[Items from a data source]
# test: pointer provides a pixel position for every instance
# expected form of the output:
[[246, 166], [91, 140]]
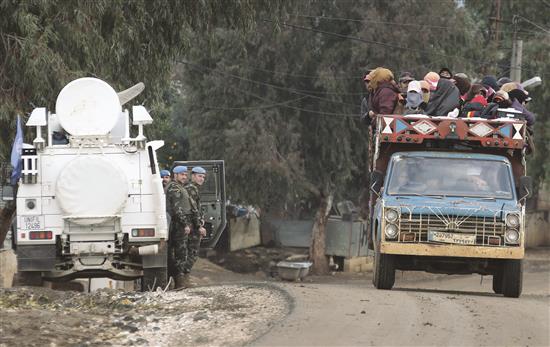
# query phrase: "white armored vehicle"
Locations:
[[90, 201]]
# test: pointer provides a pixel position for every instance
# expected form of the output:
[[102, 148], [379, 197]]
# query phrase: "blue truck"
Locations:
[[448, 196]]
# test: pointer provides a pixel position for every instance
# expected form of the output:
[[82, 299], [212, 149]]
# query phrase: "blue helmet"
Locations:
[[198, 169], [179, 169]]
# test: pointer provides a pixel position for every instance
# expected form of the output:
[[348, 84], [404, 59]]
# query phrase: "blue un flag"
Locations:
[[16, 152]]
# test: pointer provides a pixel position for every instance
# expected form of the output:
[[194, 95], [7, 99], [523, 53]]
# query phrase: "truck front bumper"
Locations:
[[426, 249]]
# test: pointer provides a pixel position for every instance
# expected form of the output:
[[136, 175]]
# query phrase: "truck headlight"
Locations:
[[511, 236], [391, 231], [512, 220], [391, 215]]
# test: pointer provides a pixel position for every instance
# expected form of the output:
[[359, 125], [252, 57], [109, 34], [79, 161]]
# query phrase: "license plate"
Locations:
[[439, 236], [32, 223]]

- _Required work_: Which lines in the records above hold the string "query"? Copy each of them.

- _Solution for this exercise_:
# query phrase: "white armored vehicle"
# query phrase: "blue truck"
# query phrase: "blue helmet"
# query phrase: "blue un flag"
# query phrase: "truck front bumper"
# query phrase: "truck headlight"
# query phrase: "license plate"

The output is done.